— START PASSAGE PROVIDED —
The first video shows a Bostonian pair strolling along in the French Quarter last Saturday night (in New Orleans for a religious conference, as it turns out), when suddenly a group of young men is seen running up from behind them.

One of the ambushing attackers leaps onto the back of the tourist on the left and drags him down in a choke hold, as another pummels him.

The other tourist turns, startled, to see what's happening to his friend.

Ominously, the largest of the attackers is right behind him--unseen--with his arm back and ready to strike.

His full-force right hook blindsides and cold-cocks the tourist, who tumbles face-first onto the sidewalk, where a pool of blood forms beneath his motionless head.

In 15 short seconds, it's all over. The victims are robbed and left to deal with the aftermath of their injuries.

The tourist knocked unconscious is still in critical condition.

Just hours earlier, a few blocks away, another video surveillance camera captured a lone man walking on a sidewalk--as another man trails him.

Suddenly the trailing man begins to trot, and as he gets within striking distance he unleashes a vicious roundhouse blow from behind to the right side of the victim's head. When the slugged man staggers back to his feet, the attacker resumes swinging.
— END PASSAGE PROVIDED —
— START DATASET CONTENT —
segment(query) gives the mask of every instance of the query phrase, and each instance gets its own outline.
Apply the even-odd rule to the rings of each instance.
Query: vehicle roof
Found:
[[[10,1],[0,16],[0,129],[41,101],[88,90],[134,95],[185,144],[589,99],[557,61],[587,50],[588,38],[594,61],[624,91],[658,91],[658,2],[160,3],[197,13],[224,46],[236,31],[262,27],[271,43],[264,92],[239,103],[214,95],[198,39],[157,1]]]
— END DATASET CONTENT —
PROBLEMS TO WORK ON:
a) In the passage on the New Orleans attacks, how long does the ambush on the two tourists last?
b) Repeat the stretch from "The first video" through "to his friend." in the passage on the New Orleans attacks.
c) Pick up the passage on the New Orleans attacks after its final sentence and carry it forward.

EXERCISE RESULTS:
a) 15 seconds.

b)
The first video shows a Bostonian pair strolling along in the French Quarter last Saturday night (in New Orleans for a religious conference, as it turns out), when suddenly a group of young men is seen running up from behind them.

One of the ambushing attackers leaps onto the back of the tourist on the left and drags him down in a choke hold, as another pummels him.

The other tourist turns, startled, to see what's happening to his friend.

c)
Ultimately the victim is able to flee across the street and out of camera range.

Over in Baxley, Ga., an assault on a female food-stand owner was video-recorded last Thursday. Two customers, a man and wife, evidently complained about their chicken being cold.

The owner apologized and refunded their money.

That wasn't enough for the pair, who began hurling obscenities at the woman. When the owner came outside to tell them she had called the police, the female suspect went berserk in a flailing attack that broke the owner's nose and backed her up against the wall.

What unfolds next on the video is chilling and indeed hard to watch.

The owner's 15-year-old daughter gets out of their truck to help her mom. On the video she can be seen focusing on the female attacker. She is not watching, and does not see, the very large male attacker outside her frame of vision.

In a split second, he steps forward and drives a blindside straight-right punch into the petite teen's face.

Her head is savagely snapped back and she is knocked off her feet. She tries to stand up but is visibly dazed as passers-by arrive to help.

"Who does that?" her mother said later in an interview. "Who punches a child like she's a grown man standing there?"

The Baxley police chief said, in his 41 years on the force, "I have never seen anything like this." If you watch the video, you'll likely echo his sentiment.

Assaults are the most common of all violent crimes. Nationally, the rate of aggravated assault is nearly 50 times that of murder.

Louisiana has been a top-10 state for assaults for decades, and it also holds the dubious distinction of having the highest murder rate in the land--for the past 27 years.

But cowardly criminals ambushing vulnerable victims pay little attention to state borders. With video cameras becoming ubiquitous, we're all able to witness more criminal brutality at its ugliest.

Most of us cannot imagine blindsiding a stranger to steal his or her wallet, or slugging a child in the face when she's not looking.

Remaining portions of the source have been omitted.